-- EXERCISE AIM --
Reproduce the data below verbatim, starting with the line that contains "Each instance of the green" and continuing through the final line, with both of those lines included.
BEGIN DATA FOR THE TASK
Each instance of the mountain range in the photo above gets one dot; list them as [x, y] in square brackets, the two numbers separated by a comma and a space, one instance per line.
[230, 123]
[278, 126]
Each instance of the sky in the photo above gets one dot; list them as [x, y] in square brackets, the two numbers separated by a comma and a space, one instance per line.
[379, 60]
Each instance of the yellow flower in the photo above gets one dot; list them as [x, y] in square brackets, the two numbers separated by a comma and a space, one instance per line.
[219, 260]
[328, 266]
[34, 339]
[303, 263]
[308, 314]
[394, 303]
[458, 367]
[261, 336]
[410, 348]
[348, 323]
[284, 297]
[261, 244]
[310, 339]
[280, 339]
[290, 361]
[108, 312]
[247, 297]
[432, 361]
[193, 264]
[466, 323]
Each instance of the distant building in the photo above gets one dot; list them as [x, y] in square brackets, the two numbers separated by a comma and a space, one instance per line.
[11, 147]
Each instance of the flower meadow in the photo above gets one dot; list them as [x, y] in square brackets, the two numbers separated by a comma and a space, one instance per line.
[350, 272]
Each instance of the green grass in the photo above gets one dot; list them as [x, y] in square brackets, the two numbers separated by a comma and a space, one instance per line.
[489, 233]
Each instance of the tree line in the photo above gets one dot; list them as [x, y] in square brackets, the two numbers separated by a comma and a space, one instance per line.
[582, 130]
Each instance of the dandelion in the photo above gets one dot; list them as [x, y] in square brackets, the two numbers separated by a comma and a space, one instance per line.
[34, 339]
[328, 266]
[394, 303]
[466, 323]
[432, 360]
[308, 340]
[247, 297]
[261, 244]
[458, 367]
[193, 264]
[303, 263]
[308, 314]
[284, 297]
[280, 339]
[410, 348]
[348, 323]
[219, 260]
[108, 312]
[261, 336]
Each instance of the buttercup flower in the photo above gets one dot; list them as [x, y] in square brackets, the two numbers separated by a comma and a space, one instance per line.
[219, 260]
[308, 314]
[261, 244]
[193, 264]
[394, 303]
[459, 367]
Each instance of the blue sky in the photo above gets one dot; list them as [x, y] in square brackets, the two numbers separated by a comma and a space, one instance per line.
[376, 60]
END DATA FOR THE TASK
-- RESULT OF THE TASK --
Each instance of the green grass in the photo above gets one dot; list them as [x, y] in square brackets, the two numbers separated by a comma and a space, one instance per line.
[489, 233]
Each instance of the tree line in the photo above gets one dot; list them as [x, y] in square brackets, the two numbers separated by a comma and a space, one instance per line.
[582, 130]
Each instance of the dandelion in the photo above gets one dot; list them as [x, y] in square brackets, the two numbers separated by a comma and a space, one instance per line.
[34, 339]
[328, 266]
[394, 303]
[466, 323]
[432, 360]
[308, 340]
[247, 297]
[261, 244]
[458, 367]
[193, 264]
[303, 263]
[308, 314]
[284, 297]
[280, 339]
[410, 348]
[348, 323]
[219, 260]
[108, 312]
[261, 336]
Each instance of the buttercup flower in the photo above gets one dot; list them as [x, y] in square brackets, the two numbers separated by a comma and a space, one instance per line.
[219, 260]
[308, 314]
[261, 244]
[193, 264]
[394, 303]
[459, 367]
Each instance of the blue sky in the photo above gets one dot; list them as [x, y] in square brackets, the two numbers separated by a comma and a space, one instance per line.
[376, 60]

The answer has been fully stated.